# Stated task:
Rewrite the lines starting with the line that contains "Above is an image. Your task is to detect white chrysanthemum" and going on through the line that contains "[685,360,703,377]", copying the lines without coordinates unchanged. In the lines that give coordinates, multiply each coordinate by 0.75 and round it to a whole number, with halves rounded up.

# Rows:
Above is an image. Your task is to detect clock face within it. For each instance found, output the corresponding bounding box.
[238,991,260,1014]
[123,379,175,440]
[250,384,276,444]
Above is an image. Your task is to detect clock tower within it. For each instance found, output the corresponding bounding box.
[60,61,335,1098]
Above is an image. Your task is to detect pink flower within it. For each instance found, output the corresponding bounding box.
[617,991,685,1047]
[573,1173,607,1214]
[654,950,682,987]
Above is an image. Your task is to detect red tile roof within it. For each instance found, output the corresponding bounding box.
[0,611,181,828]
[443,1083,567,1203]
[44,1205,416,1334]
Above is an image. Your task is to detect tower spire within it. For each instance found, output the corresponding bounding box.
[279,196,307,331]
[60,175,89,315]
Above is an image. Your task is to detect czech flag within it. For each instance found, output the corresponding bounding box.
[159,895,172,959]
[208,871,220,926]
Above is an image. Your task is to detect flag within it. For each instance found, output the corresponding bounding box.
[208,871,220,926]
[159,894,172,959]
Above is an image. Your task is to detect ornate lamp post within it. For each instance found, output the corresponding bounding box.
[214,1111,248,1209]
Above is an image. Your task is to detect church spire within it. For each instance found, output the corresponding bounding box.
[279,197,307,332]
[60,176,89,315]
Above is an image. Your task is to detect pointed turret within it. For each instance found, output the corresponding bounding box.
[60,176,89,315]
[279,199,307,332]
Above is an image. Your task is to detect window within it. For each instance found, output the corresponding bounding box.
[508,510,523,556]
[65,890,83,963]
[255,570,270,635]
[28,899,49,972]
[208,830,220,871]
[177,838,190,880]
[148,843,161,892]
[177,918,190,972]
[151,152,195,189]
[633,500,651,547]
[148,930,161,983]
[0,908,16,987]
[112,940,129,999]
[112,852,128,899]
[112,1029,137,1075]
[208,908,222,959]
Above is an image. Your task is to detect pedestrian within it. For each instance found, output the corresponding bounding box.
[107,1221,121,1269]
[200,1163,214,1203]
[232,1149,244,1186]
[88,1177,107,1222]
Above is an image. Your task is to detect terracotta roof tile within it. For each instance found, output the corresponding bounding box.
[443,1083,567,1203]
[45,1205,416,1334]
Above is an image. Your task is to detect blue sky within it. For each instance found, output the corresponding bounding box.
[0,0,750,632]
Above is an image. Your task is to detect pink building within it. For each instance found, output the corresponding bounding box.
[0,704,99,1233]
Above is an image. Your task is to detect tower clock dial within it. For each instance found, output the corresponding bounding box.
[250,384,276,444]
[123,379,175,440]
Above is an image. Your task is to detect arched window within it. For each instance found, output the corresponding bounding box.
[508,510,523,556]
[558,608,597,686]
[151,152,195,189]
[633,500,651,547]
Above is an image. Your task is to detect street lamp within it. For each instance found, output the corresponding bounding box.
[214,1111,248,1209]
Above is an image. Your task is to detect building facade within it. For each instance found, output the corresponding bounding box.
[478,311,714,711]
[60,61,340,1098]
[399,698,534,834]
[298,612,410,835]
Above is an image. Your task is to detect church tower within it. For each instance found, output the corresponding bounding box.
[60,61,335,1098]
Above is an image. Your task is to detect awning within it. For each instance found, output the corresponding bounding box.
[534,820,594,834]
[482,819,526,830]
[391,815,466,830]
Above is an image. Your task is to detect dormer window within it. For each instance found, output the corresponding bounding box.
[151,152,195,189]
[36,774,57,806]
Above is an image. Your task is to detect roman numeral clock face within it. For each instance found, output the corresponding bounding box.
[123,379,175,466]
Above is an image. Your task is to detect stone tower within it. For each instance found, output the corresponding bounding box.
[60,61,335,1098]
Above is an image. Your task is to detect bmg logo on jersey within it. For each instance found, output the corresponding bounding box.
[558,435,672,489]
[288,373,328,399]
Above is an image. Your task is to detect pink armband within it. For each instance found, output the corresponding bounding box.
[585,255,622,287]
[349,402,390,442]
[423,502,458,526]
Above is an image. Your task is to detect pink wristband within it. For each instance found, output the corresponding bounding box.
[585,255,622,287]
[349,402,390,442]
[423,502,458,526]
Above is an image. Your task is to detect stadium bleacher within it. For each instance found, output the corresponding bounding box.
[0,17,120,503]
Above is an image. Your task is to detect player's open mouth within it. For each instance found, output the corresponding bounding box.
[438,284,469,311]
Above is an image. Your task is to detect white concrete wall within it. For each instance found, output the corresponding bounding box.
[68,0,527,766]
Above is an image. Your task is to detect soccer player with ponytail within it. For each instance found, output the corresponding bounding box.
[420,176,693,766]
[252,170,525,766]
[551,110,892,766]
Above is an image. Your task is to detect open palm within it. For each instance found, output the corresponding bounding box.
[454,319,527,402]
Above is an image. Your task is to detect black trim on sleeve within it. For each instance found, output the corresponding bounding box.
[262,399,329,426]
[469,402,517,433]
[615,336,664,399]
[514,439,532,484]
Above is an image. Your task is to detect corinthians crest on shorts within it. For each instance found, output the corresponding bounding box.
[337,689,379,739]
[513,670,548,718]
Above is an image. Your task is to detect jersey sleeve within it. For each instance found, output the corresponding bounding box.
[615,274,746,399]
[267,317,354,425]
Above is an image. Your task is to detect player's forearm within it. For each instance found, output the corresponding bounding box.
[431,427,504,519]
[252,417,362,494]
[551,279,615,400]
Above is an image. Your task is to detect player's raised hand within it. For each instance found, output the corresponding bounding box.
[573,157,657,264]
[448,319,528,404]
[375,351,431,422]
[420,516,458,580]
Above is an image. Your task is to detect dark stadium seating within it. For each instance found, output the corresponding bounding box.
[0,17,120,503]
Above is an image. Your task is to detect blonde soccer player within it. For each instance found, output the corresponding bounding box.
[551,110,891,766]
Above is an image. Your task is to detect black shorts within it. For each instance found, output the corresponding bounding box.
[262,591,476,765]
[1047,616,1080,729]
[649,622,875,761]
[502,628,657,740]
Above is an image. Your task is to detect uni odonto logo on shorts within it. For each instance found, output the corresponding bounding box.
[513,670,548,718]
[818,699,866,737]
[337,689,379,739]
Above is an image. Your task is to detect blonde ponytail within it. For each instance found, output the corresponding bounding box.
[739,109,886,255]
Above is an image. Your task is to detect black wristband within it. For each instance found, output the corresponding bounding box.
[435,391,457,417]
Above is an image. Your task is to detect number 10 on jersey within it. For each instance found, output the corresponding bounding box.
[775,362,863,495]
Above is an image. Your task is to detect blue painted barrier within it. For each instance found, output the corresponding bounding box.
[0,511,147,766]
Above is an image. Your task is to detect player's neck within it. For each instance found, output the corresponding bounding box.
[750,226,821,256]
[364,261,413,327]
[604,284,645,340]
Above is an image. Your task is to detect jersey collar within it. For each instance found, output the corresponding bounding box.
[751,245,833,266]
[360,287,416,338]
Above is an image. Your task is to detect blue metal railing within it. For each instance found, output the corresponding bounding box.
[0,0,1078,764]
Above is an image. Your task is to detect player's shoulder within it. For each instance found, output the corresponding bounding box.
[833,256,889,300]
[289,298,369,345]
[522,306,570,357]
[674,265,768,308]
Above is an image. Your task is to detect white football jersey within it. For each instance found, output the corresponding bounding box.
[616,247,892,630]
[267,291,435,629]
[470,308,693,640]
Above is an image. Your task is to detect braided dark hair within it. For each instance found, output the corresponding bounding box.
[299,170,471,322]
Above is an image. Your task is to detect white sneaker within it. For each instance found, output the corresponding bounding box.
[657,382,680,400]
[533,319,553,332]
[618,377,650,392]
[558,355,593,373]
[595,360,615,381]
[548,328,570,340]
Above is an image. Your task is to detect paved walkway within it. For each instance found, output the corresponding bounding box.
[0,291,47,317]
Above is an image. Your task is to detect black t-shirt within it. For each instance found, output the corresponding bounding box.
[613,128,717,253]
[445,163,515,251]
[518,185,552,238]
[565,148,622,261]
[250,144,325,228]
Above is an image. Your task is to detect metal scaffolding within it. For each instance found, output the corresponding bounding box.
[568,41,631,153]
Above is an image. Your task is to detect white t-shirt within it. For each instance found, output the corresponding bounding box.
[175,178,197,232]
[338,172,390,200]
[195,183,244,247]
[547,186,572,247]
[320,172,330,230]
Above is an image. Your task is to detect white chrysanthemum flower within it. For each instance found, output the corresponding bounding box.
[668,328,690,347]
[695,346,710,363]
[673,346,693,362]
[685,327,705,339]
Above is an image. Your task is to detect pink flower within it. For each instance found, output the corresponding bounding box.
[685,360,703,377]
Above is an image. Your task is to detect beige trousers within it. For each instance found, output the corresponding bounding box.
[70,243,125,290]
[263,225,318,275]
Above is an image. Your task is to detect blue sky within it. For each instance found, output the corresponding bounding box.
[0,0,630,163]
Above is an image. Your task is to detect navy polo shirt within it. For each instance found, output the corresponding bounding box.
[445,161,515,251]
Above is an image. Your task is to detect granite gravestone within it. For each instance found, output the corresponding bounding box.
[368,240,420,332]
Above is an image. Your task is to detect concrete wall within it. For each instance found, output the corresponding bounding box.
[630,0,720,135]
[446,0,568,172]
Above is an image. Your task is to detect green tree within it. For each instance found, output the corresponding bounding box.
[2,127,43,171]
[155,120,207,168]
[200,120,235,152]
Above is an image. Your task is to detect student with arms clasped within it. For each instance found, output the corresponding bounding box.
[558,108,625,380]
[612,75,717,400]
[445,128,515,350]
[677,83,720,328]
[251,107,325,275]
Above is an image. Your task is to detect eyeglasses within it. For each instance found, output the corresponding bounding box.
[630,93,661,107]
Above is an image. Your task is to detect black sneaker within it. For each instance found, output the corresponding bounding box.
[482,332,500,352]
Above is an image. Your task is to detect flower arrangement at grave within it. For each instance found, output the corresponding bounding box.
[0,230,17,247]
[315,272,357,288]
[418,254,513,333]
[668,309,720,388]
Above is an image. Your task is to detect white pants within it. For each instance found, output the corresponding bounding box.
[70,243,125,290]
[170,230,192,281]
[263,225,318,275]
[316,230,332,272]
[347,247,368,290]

# Written solution:
Above is an image. Your task is to detect white chrysanthemum flower within it. For each instance found, output the corresponding bounding box.
[501,246,518,260]
[521,260,533,272]
[505,260,520,272]
[514,245,529,254]
Above is an image. Your task is to detect pink flower within it. For each instance found, output the corresponding bounding box.
[514,270,527,283]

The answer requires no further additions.